JAKARTA, HUMAS MKRI – Mahkamah Konstitusi (MK) tidak dapat menerima pengujian materiil Undang-Undang Nomor 11 Tahun 2008 sebagaimana telah diubah dengan Undang-Undang Nomor 19 Tahun 2016 Tentang Informasi dan Transaksi Elektronik (UU ITE), digelar Mahkamah Konstitusi (MK) pada Jumat (14/4/2023) di Ruang Sidang Pleno MK. Permohonan yang diregistrasi MK dengan Nomor 25/PUU-XXI/2023 ini diajukan oleh seorang karyawan swasta bernama Tedy Romansa. “Menyatakan permohonan Pemohon tidak dapat diterima,”demikian disampaikan oleh Ketua MK Anwar Usman dengan didampingi delapan Hakim Konstitusi lainnya.
Dalam pertimbangan hukum yang disampaikan oleh Hakim Konstitusi Arief Hidayat, MK mengatakan terhadap sistematika Perbaikan Permohonan, pada dasarnya telah sesuai dengan format permohonan pengujian undang-undang sebagaimana diatur dalam Pasal 31 ayat (1) UU MK dan Pasal 10 ayat (2) PMK 2/2021. Namun, setelah Mahkamah memeriksa secara saksama bagian alasanalasan permohonan (posita) permohonan tersebut, Pemohon tidak menguraikan alasan atau argumentasi hukum mengapa Pasal 27 ayat (3) dan Pasal 45 ayat (3) UU ITE bertentangan dengan pasal-pasal dalam UUD 1945 yang dijadikan sebagai dasar pengujian.
“Pemohon lebih banyak menguraikan mengenai Keputusan Bersama Menteri Komunikasi dan Informatika Republik Indonesia, Jaksa Agung Republik Indonesia, dan Kepala Kepolisian Negara Republik Indonesia Nomor 229 Tahun 2021, Nomor 154 Tahun 2021 dan Nomor KB/2/VI/2021 tentang Pedoman Implementasi Atas Pasal Tertentu Dalam Undang-Undang Nomor 11 Tahun 2008 tentang Informasi dan Transaksi Elekronik sebagaimana telah diubah dengan Undang-Undang Nomor 19 Tahun 2016 tentang Perubahan Atas Undang-Undang Nomor 11 Tahun 2008 tentang Informasi dan Transaksi Elektronik, yang digunakan oleh aparat penegak hukum untuk memproses segala tindak pidana yang berhubungan dengan Pasal a quo. Selain menimbulkan ketidakjelasan, uraian permohonan Pemohon tersebut juga menimbulkan ketidakkonsistenan antara posita dengan petitum Pemohon,” ujar Arief.
Lebih lanjut Arief mengatakan, berkenaan dengan petitum Pemohon, Mahkamah dalam persidangan pada tanggal 16 Maret 2023, dengan agenda Pemeriksaan Pendahuluan telah memberikan nasihat kepada Pemohon agar mempertimbangkan petitum yang tepat guna mencegah kekosongan hukum.

(Cuplikan dataset)

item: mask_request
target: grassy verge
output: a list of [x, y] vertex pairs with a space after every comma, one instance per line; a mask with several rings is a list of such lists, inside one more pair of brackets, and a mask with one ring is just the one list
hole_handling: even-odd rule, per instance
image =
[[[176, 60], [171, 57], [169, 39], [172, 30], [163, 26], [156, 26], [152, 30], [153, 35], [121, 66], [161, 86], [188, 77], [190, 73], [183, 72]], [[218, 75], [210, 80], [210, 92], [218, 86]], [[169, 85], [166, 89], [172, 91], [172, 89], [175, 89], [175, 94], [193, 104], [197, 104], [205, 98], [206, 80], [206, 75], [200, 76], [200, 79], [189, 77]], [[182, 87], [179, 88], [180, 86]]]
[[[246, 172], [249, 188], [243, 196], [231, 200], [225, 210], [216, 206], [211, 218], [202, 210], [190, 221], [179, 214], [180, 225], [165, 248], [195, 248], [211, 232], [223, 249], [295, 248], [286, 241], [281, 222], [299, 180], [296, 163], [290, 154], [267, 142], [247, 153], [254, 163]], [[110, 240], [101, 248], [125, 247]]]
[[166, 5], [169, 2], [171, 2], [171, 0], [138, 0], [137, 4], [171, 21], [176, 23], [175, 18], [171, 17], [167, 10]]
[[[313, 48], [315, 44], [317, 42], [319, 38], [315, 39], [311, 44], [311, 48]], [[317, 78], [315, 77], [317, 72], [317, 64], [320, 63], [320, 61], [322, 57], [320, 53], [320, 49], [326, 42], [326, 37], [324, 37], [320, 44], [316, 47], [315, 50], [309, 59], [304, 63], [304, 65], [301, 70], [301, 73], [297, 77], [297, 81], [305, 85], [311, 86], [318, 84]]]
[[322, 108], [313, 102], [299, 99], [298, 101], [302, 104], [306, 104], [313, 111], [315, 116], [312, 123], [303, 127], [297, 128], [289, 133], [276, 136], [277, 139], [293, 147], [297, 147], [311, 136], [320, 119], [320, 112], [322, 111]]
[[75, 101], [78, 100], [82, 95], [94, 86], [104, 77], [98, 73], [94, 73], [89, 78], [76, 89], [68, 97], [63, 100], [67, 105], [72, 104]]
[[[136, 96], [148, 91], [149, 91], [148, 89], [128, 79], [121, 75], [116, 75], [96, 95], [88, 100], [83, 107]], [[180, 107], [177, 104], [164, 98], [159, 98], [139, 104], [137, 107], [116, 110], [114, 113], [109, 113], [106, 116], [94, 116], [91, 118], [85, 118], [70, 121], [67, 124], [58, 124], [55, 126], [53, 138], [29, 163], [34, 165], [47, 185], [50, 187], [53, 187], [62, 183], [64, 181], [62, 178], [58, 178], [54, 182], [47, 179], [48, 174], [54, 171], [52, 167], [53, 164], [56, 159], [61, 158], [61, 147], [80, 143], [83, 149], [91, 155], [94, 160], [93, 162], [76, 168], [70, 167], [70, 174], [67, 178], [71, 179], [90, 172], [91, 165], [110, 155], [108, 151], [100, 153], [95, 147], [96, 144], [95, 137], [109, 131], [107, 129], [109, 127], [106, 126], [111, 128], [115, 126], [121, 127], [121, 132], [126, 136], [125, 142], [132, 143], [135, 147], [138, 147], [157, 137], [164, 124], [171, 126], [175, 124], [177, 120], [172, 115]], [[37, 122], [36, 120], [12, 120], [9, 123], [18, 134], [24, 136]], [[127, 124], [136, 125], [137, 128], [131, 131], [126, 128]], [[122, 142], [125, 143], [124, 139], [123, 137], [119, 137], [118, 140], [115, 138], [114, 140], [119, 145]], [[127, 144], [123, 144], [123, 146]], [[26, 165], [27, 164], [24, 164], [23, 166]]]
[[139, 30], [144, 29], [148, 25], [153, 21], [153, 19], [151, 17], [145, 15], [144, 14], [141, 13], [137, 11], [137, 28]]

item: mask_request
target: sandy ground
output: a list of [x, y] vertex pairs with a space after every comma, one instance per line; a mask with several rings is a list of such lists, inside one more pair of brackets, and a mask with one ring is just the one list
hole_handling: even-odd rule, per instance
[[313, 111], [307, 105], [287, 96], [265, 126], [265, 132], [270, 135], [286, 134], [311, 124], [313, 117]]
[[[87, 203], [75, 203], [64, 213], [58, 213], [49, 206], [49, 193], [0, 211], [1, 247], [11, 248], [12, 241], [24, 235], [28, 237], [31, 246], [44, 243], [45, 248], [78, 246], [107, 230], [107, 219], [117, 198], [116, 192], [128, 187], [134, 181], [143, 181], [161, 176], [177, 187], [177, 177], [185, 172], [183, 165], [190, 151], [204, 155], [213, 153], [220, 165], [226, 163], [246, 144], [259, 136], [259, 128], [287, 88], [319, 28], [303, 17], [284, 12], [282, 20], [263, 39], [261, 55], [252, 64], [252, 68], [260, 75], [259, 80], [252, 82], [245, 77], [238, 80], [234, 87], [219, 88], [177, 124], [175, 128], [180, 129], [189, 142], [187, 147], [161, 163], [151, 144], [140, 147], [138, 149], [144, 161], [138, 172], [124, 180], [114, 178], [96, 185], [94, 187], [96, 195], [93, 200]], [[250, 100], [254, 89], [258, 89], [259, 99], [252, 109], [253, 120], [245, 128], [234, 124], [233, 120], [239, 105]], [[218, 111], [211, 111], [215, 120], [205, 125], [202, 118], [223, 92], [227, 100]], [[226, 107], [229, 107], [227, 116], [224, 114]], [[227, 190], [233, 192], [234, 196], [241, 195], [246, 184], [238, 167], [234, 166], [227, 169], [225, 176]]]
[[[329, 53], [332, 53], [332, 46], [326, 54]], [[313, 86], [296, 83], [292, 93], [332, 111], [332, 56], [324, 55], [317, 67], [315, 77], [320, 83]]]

• **TUGAS ANDA**
1 > Ambil bagian dari berita putusan MK yang dimulai dengan "Dalam pertimbangan hukum" dan berlanjut sampai "sebagai dasar pengujian.", lalu salin tanpa mengubah apa pun.
2 > Sebutkan setiap pasal beserta ayatnya yang disebut dalam berita putusan MK, lengkap dengan peraturan tempat pasal itu berada.
Baris-baris data itu tidak perlu dipakai.

• **KUNCI JAWABAN**
1 >
Dalam pertimbangan hukum yang disampaikan oleh Hakim Konstitusi Arief Hidayat, MK mengatakan terhadap sistematika Perbaikan Permohonan, pada dasarnya telah sesuai dengan format permohonan pengujian undang-undang sebagaimana diatur dalam Pasal 31 ayat (1) UU MK dan Pasal 10 ayat (2) PMK 2/2021. Namun, setelah Mahkamah memeriksa secara saksama bagian alasanalasan permohonan (posita) permohonan tersebut, Pemohon tidak menguraikan alasan atau argumentasi hukum mengapa Pasal 27 ayat (3) dan Pasal 45 ayat (3) UU ITE bertentangan dengan pasal-pasal dalam UUD 1945 yang dijadikan sebagai dasar pengujian.

2 >
- Pasal 31 ayat (1) UU MK
- Pasal 10 ayat (2) PMK 2/2021
- Pasal 27 ayat (3) UU ITE
- Pasal 45 ayat (3) UU ITE